Extracted material: Begin

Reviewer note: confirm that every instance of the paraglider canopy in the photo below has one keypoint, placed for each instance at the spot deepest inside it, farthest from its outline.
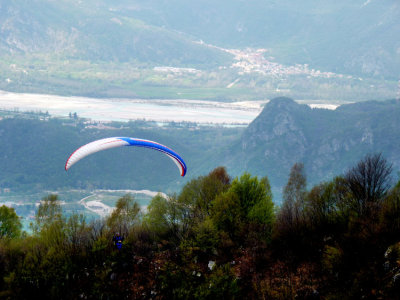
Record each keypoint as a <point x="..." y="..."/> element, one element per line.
<point x="114" y="142"/>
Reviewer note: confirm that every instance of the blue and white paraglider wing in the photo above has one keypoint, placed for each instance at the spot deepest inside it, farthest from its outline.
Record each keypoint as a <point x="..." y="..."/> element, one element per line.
<point x="114" y="142"/>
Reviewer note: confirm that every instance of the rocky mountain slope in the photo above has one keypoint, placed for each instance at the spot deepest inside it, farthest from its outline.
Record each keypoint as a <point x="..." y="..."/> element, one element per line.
<point x="326" y="141"/>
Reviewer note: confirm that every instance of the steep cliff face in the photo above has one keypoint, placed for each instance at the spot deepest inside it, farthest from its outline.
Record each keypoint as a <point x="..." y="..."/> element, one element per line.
<point x="327" y="142"/>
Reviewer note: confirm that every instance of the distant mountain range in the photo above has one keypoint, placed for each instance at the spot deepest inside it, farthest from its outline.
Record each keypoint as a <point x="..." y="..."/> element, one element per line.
<point x="110" y="48"/>
<point x="328" y="142"/>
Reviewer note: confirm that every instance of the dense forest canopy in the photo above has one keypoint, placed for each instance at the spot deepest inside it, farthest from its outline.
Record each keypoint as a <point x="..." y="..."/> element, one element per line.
<point x="219" y="237"/>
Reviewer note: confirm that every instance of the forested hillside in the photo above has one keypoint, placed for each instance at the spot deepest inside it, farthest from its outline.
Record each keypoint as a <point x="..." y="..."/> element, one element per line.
<point x="326" y="141"/>
<point x="219" y="238"/>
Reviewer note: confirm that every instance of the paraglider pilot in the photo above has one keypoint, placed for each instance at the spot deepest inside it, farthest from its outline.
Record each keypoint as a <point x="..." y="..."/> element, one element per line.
<point x="117" y="239"/>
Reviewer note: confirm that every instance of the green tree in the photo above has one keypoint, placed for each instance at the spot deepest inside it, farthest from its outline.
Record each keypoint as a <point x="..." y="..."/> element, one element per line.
<point x="125" y="215"/>
<point x="247" y="201"/>
<point x="10" y="224"/>
<point x="49" y="212"/>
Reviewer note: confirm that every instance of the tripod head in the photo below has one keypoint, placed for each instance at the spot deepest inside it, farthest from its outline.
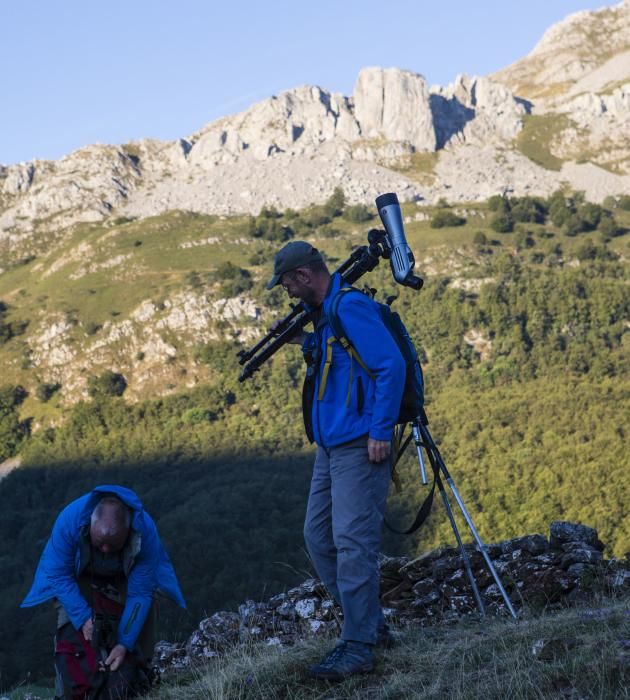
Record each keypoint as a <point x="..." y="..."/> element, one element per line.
<point x="390" y="244"/>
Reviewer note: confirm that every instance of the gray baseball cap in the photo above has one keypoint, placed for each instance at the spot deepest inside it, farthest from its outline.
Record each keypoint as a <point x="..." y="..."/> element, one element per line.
<point x="293" y="255"/>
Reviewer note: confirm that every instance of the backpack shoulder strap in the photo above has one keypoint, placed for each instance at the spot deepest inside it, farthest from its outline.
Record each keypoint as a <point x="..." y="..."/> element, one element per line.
<point x="339" y="335"/>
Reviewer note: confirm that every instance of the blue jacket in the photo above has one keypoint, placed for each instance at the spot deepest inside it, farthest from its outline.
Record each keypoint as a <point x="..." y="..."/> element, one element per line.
<point x="149" y="569"/>
<point x="373" y="403"/>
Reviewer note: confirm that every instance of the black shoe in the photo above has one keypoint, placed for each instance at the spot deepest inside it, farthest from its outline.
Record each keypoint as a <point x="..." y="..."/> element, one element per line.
<point x="346" y="659"/>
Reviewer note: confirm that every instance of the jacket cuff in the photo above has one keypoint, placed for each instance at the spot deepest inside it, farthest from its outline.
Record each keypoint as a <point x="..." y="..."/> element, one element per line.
<point x="382" y="435"/>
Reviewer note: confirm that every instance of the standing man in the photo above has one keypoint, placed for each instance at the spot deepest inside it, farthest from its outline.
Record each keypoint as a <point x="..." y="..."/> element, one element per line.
<point x="103" y="564"/>
<point x="350" y="408"/>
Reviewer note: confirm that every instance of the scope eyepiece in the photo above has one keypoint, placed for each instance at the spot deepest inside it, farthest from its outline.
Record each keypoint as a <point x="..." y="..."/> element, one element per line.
<point x="401" y="258"/>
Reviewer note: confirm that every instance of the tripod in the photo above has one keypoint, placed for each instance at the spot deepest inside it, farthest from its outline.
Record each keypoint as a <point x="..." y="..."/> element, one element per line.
<point x="423" y="441"/>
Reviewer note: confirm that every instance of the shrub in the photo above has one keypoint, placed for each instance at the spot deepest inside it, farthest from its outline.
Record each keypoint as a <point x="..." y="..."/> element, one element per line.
<point x="502" y="223"/>
<point x="358" y="214"/>
<point x="608" y="227"/>
<point x="498" y="203"/>
<point x="229" y="271"/>
<point x="335" y="204"/>
<point x="198" y="415"/>
<point x="624" y="202"/>
<point x="269" y="228"/>
<point x="269" y="213"/>
<point x="193" y="279"/>
<point x="107" y="384"/>
<point x="258" y="257"/>
<point x="528" y="210"/>
<point x="522" y="239"/>
<point x="45" y="392"/>
<point x="316" y="217"/>
<point x="446" y="218"/>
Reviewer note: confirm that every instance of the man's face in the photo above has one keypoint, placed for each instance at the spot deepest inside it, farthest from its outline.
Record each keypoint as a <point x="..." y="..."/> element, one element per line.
<point x="297" y="284"/>
<point x="110" y="543"/>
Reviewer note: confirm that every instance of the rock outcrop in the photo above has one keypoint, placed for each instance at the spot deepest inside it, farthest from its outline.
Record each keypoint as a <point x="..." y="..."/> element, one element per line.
<point x="394" y="105"/>
<point x="536" y="572"/>
<point x="293" y="149"/>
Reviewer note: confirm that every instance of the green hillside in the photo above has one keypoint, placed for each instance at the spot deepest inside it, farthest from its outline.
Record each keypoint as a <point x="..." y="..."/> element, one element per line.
<point x="522" y="324"/>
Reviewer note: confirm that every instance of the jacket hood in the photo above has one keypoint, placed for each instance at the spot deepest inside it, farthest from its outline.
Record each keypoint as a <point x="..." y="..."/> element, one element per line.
<point x="127" y="496"/>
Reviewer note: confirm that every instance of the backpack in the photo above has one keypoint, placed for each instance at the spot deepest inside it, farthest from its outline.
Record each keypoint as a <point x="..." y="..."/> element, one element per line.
<point x="81" y="674"/>
<point x="413" y="394"/>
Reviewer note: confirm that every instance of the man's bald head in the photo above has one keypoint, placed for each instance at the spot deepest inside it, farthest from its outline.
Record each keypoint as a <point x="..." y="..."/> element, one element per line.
<point x="109" y="525"/>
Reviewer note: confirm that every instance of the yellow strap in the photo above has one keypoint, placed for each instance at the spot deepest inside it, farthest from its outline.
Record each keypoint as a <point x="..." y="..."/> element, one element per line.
<point x="327" y="363"/>
<point x="398" y="434"/>
<point x="352" y="353"/>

Extracted material: End

## What to work on
Print the records word for word and exclude any picture they hold.

## Solution for this exercise
Reviewer note: confirm that every instance of the paraglider canopy in the photo below has one keypoint, placed for each instance at the spot deepest inside it, farthest from its outline.
Record each keypoint as a <point x="..." y="..."/> element, one element per line.
<point x="114" y="142"/>
Reviewer note: confirm that every instance of the blue and white paraglider wing in the photo above has one keypoint, placed for each instance at the spot deepest inside it, farthest from its outline.
Record each keypoint as a <point x="..." y="..."/> element, one element per line.
<point x="114" y="142"/>
Reviewer note: confirm that every instance of the rocky mountain slope in the photo above has one keypoint, placed for each instance at the spot deepest inside it, farthest from its outline.
Record each keypoint as a <point x="..." y="..."/> element, one element per line.
<point x="326" y="141"/>
Reviewer note: confirm that every instance of the steep cliff face in the photo above has one keypoint, placed for each instance at the spot deepest inside it, farthest from its outline.
Record each keypoint as a <point x="..." y="..."/> element, one element per line.
<point x="327" y="142"/>
Reviewer note: confirm that every instance of the distant mountain range in the photo above has one keypoint, placed for each instance at the spot deepest inside it, farthest from its outline.
Record each keypoint as a <point x="..." y="..."/> element, one element per line.
<point x="110" y="48"/>
<point x="328" y="142"/>
Reviewer note: confirm that every instance of the dense forest canopy in the photo above has one keypoint, placed for each instance at the spot deepest inside it, farthest from its outline.
Record each keypoint as a <point x="..." y="..."/> element, one element per line.
<point x="219" y="237"/>
Reviewer note: confirm that every instance of the forested hillside in the photo above has one keypoint, placed for each instance at the spot deepest inside it, farthest from its outline.
Record each keypoint as a <point x="..." y="..."/> element, one element per line.
<point x="326" y="141"/>
<point x="219" y="238"/>
Reviewer note: confirm that every instance of the paraglider pilot in the photo above has one keypoint, placed for each instance at the spot deepest inside it, farthest from its outline.
Record each keypoint as a <point x="..." y="..."/> element, one element per line.
<point x="117" y="239"/>
Reviewer note: confirm that every instance of the green tree in the photo above has one keypoint, placed for each instance at the spot deepest inside it, farthest from its outline.
Record each keypoint as a <point x="..." y="..."/> element, one element per line.
<point x="125" y="215"/>
<point x="247" y="201"/>
<point x="10" y="224"/>
<point x="49" y="212"/>
Reviewer note: confirm that every instance of the tripod head in the photo below has one keypoint, placed for each instance at the spot deepest inside it, farthest from its outline.
Record each keypoint as a <point x="..." y="..."/> element, one element per line.
<point x="390" y="244"/>
Reviewer note: confirm that every instance of the gray baseball cap in the photo above has one keypoint, placed for each instance at the spot deepest inside it, farthest from its outline.
Record each keypoint as a <point x="..." y="..."/> element, one element per line.
<point x="293" y="255"/>
Reviewer note: confirm that every instance of the backpack shoulder strap in the photo above has one keypoint, placed for each instance at the spot deepest inside it, farthest from its outline.
Record each keypoint as a <point x="..." y="..."/> element, one element per line.
<point x="339" y="335"/>
Reviewer note: confirm that every instance of the blue jacket in the photo above has one keypoint, placed for each instance at the spot deepest inside it, farthest from its outline.
Record each keypoint as a <point x="..." y="..."/> element, one element per line.
<point x="149" y="569"/>
<point x="373" y="403"/>
Reviewer note: confirm that every instance of the black shoe in the photo above has one keypoint, placed for each instance at the spot deepest inside it, farthest from its outline.
Record each keypoint as a <point x="..." y="..."/> element, one element per line.
<point x="346" y="659"/>
Reviewer note: confirm that every instance of the jacket cuff in the photo above has one keypoint, placed for each instance at the spot deepest inside it, farthest from its outline.
Record each keypoint as a <point x="..." y="..."/> element, one element per line.
<point x="382" y="435"/>
Reviewer note: confirm that every instance of the standing man in the photo above has one keypoint, placed for each instance at the spot deepest inside it, farthest from its outline.
Record each keypoint as a <point x="..." y="..."/> element, one element per line.
<point x="103" y="564"/>
<point x="350" y="408"/>
Reviewer note: confirm that every instance of the scope eyepiece in the photo above has one keypoint, placed for each instance at the spot deepest inside it, farthest from its outline.
Record each keypoint as a <point x="..." y="..."/> element, one element per line.
<point x="401" y="258"/>
Reviewer note: confirm that every instance of the tripod in the photo above has one keypoint, placed for each instance at the spot deepest inside it, farthest from its outline.
Record each keypoint as a <point x="..." y="..."/> element, one element per line.
<point x="423" y="441"/>
Reviewer note: confirm that every instance of the shrub in the photo above has one keypoint, placed for each instance at the spot deepest inside it, farthest from its outline.
Record each keypoint as a <point x="..." y="..."/> element, one element per line.
<point x="502" y="223"/>
<point x="358" y="214"/>
<point x="608" y="227"/>
<point x="498" y="203"/>
<point x="229" y="271"/>
<point x="335" y="204"/>
<point x="198" y="415"/>
<point x="624" y="202"/>
<point x="269" y="228"/>
<point x="269" y="213"/>
<point x="193" y="279"/>
<point x="107" y="384"/>
<point x="258" y="257"/>
<point x="528" y="210"/>
<point x="522" y="239"/>
<point x="45" y="392"/>
<point x="316" y="217"/>
<point x="446" y="218"/>
Reviewer note: confirm that every instance of the man's face in the photo above has one keypoint, placed for each instance at the spot deepest inside it, farthest from its outline.
Record each keypoint as a <point x="..." y="..."/> element, one element per line.
<point x="297" y="284"/>
<point x="110" y="543"/>
Reviewer note: confirm that every instance of the rock outcrop in the photo above has one keypoint, placed for each instance at the spot deepest inside it, farthest from its outline.
Record each keypoint as a <point x="..." y="..."/> element, one element per line.
<point x="394" y="105"/>
<point x="536" y="572"/>
<point x="293" y="149"/>
Reviewer note: confirm that every instance of the green hillside in the photo above has one keypoint, placed for each instance at the spot deepest inside it, farthest from its outline.
Record each keypoint as a <point x="..." y="..."/> element, one element per line.
<point x="522" y="324"/>
Reviewer note: confirm that every instance of the jacket hood in the photo above has one keypoint, placed for each instance at the spot deepest inside it, farthest from its outline.
Record each keypoint as a <point x="..." y="..."/> element, one element per line.
<point x="127" y="496"/>
Reviewer note: confirm that every instance of the backpack in the photo above has one keypoint, placed for each instance at the spot deepest inside it, farthest from its outline.
Record each keypoint as a <point x="..." y="..."/> element, one element per line.
<point x="81" y="674"/>
<point x="413" y="394"/>
Reviewer note: confirm that every instance of the man's bald head in the photo above has one keypoint, placed for each instance at the spot deepest inside it, farthest from its outline.
Record each keypoint as a <point x="..." y="..."/> element, one element per line.
<point x="109" y="525"/>
Reviewer note: confirm that every instance of the yellow strap in the photo above has one keypoint, placed for each instance at the spot deepest inside it, farthest from its outline.
Record each keypoint as a <point x="..." y="..."/> element, one element per line.
<point x="327" y="363"/>
<point x="398" y="434"/>
<point x="352" y="353"/>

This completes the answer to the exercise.